▶ [What is needed] The expected output is the data below, character for character, without its pictures.

▶ [Data for review]
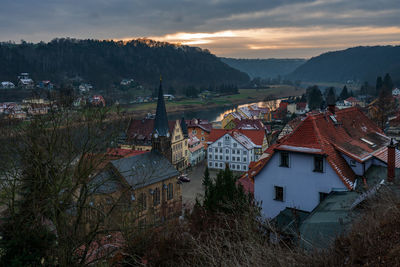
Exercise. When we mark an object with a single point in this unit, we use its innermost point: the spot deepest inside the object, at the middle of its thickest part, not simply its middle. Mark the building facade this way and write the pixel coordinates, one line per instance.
(327, 152)
(235, 148)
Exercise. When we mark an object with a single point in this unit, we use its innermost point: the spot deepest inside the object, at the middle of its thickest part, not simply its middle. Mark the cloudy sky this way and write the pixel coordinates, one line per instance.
(234, 28)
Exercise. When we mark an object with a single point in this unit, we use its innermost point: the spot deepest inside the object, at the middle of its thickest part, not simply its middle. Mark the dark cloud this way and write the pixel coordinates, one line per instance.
(107, 19)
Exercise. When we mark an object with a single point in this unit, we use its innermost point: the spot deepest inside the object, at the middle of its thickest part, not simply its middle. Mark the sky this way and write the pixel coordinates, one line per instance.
(229, 28)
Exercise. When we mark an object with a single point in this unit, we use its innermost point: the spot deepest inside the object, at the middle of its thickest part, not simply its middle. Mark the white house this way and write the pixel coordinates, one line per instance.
(7, 85)
(237, 148)
(326, 152)
(197, 152)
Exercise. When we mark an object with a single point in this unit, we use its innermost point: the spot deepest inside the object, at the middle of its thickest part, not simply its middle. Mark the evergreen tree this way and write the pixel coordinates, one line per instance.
(388, 83)
(331, 96)
(314, 97)
(223, 195)
(344, 94)
(378, 86)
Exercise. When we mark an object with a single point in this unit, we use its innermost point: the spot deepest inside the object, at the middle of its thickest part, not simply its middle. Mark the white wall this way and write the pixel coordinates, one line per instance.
(220, 155)
(301, 184)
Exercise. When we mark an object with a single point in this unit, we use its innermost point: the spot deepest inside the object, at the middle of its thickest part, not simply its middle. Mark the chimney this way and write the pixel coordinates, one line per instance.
(332, 108)
(391, 161)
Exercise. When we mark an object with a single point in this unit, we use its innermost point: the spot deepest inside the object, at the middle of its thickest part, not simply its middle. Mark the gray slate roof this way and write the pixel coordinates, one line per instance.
(138, 171)
(145, 169)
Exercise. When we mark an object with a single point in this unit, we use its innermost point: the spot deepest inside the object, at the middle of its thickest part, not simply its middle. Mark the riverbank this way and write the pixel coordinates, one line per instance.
(245, 96)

▶ [Task response]
Exercise. When we mark an object with a single point in this unit, we use its innermost point: the spot deepest inside the object, at the middle of its thickest part, not simply its middle. Mark the building facade this way and write the pixel coordinates, one line per instance.
(327, 152)
(235, 148)
Exercise. When we mark an object with a single point in this unit, we use its innermost point: the spot deepest inside the object, at the middle of its thickest part, not simply its middle. Mark the cloudy sky this way and write the pixel coordinates, one line per instance.
(234, 28)
Exercise. When we mark an object with a single point in this unit, we use its innermost point: the spot deepest inside the object, at the middle of its thickest part, not simply its middle. Mark the dark cloud this way and write the pixel coordinates, one line per instance.
(107, 19)
Exercise. When we mark an object with a single point in this unit, we use its innermost point: the spot deepest inside the object, at the middle of its thickest part, not simply its middle. Mark the sky this way and write the pixel coordinates, one line per instance.
(229, 28)
Exercise. When we mark an object with a single point in this unit, we use its innermost point: the spot deepest inside the object, at the middle of its thickest part, not simply its middle. Mark the white house this way and write the pixel coordinates, one line per instance.
(7, 85)
(237, 148)
(326, 152)
(197, 152)
Exercise. When we mark an object with a single point in this unit, we use its innermost point: the spot deepest inside the object, at the middle of its thickest part, not simply its middle. Mark the evergreen tree this way and write the pixel coordinates, one line per instance.
(388, 83)
(331, 96)
(314, 97)
(223, 195)
(344, 94)
(378, 86)
Exercise. When we mark an object with a single point in this unit, we use its innermost point: the spot deepest inside the object, at the middle of its thickest part, not simply its middle. Mark the white wall this way and write the pixel coordinates, one line per instance.
(220, 155)
(301, 184)
Exercise. When we mark an object with a single point in this unit, we use its innermost point: the spot deepest inside the object, at the middle of its thickest part, not simply its middle. Mark the chimney this way and write the pixel coordinates, one line per instance.
(332, 108)
(391, 161)
Exercise. When we mark an object with a single point in this unit, we use its innermost point: the spot deepest inside the object, at the middle of its thickest part, not simply its middle. Mark the gray slate roof this way and write the pixel coordinates, one line per instance.
(138, 171)
(145, 169)
Exercise. When we mark an object with a single point in this unit, we use its innermost point: the spot deepest inside the object, at the middle of its thickest part, not simply its middle. Mark the riverbank this way and write the pixel coordinates, one line per instance.
(245, 96)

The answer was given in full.